* _Given passage_:
Changes and Challenges in Free Speech: The Impact of the Internet
Michael

In the 21st century, freedom of expression in democratic societies is making great strides toward “equal speech for all.” This is gratifying as free speech is essential for democracy to function because it protects the right to express ideas and facilitates healthy public debates. However, the emergence of the Internet as a central venue for expression has created new challenges. Although society has adapted to keep up with the rapidly changing information age and made amendments to its criteria for dealing with harmful speeches, it is unprepared for this digital revolution. The way of balancing free and hate speech on the Internet still has room for improvement.

Free speech, as a right primarily agreed upon by almost every democratic society, has been making gradual but significant progress by people’s increasing willingness to express opinions. Although the pioneers of integrating this concept into the modern legal system can be dated back to the Bill of Rights 1689 of the Parliament of England and the First Amendment to the United States Constitution in 1791, several social advancements have emphasized and facilitated public expressions. (Russomanno 215). Most notably, the imposition of compulsory education in several jurisdictions, including Massachusetts (1852) and England (1870), caused by the Industrial Revolution during the 18th to 19th centuries with the increasing demand for scientific and technological talents, greatly improved people’s literacy (Cowen and Kazamias 503).

During the past century, people’s willingness to express ideas went through a rapid expansion, especially after the Second World War when many countries worldwide started or finished democratization, and those who had already done so enfranchised most of their nationals, increasing the political rights of people (Russomanno 219). During this transformation, laws and regulations establishing speech regulations continued to evolve to reflect the gradually increasing needs of society. This notably included the imposition of the Canadian Human Rights Act (1977) and the U.K.’s Public Order Act (1986), both of which address issues of hate speech (Vilar-Lluch 4). However, with the introduction of the Internet, a catalyst for the amplification and diversification of public expression, freedom of expression advanced unprecedentedly in contemporary history. The characteristics of cyberspace intensified speeches by revolutionizing communication. The speed and amount of information transmitted on the Internet make it possible for an unprecedented number of people to comment and express their opinions on the same issue simultaneously and instantly with fewer burdens of responsibility as they enjoy anonymity. The barrier to getting one’s voice heard is evidently lower than traditional approaches, boosting expressions and diversifying speeches. This also extends people’s ability to express themselves and noticeably reduces the quality of speeches without a conventional gatekeeper (Svantesson 44–60).

Although the expansion of speech expression is pleasing to democratic societies, since the Internet encouraged the positive cycle of speeding up the growth of public expression, it is also concerning as the Internet has certainly brought about harmful ideas and expressions to a degree that society has never faced before. More and more people put on masks to express hate against others on the internet, believing they won’t face any consequences. Rather than being a symbol of progress in freedom of expression, as it appears to be, this level of diversity of expression can, on the contrary, limit freedom of expression.

* _Required tasks_:
[a] List every law, act, or constitutional amendment that the free speech essay names, along with the year it gives for each.
[b] Condense the free speech essay's paragraph beginning "Although the expansion of speech expression" into a short bulleted list that keeps its main points.
[c] Reproduce the part of the free speech essay that starts at the words "Free speech, as" and stops after the words "and Kazamias 503).".

* _Data excerpts_:

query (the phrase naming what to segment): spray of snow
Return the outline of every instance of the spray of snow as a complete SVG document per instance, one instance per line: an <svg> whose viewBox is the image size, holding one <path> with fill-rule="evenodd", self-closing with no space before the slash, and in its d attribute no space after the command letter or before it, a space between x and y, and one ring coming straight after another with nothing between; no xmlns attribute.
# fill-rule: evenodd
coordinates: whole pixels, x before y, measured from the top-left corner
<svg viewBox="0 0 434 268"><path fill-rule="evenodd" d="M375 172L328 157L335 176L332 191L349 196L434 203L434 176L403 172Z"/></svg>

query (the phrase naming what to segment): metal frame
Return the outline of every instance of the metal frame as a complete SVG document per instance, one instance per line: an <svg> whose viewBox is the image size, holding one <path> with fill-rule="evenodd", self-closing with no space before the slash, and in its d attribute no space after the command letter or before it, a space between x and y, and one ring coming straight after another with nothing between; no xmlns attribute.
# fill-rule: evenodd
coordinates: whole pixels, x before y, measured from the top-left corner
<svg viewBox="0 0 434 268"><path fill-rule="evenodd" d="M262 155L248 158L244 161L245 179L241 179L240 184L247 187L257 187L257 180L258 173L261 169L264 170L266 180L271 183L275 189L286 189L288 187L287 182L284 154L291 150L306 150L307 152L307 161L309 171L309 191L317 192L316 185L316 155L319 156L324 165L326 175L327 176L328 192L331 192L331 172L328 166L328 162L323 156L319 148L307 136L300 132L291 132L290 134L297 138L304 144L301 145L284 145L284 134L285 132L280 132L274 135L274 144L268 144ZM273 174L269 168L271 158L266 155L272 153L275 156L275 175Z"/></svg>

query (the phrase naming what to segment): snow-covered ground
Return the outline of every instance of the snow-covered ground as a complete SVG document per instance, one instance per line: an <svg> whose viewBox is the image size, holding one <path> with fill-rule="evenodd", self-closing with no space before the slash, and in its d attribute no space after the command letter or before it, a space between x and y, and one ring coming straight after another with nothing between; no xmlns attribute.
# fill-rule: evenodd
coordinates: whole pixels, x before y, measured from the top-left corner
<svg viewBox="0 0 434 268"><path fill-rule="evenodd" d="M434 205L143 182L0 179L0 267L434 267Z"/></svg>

* _List of solutions_:
[a]
- Bill of Rights 1689 of the Parliament of England (1689)
- First Amendment to the United States Constitution (1791)
- Canadian Human Rights Act (1977)
- U.K.'s Public Order Act (1986)

[b]
- The Internet has sped up the growth of public expression, which pleases democratic societies.
- It has also produced harmful ideas and expressions on a scale society has never faced before.
- A growing number of people hide behind masks online to express hate, believing they will face no consequences.
- This level of diversity may look like progress in freedom of expression, but it can instead limit that freedom.

[c]
Free speech, as a right primarily agreed upon by almost every democratic society, has been making gradual but significant progress by people’s increasing willingness to express opinions. Although the pioneers of integrating this concept into the modern legal system can be dated back to the Bill of Rights 1689 of the Parliament of England and the First Amendment to the United States Constitution in 1791, several social advancements have emphasized and facilitated public expressions. (Russomanno 215). Most notably, the imposition of compulsory education in several jurisdictions, including Massachusetts (1852) and England (1870), caused by the Industrial Revolution during the 18th to 19th centuries with the increasing demand for scientific and technological talents, greatly improved people’s literacy (Cowen and Kazamias 503).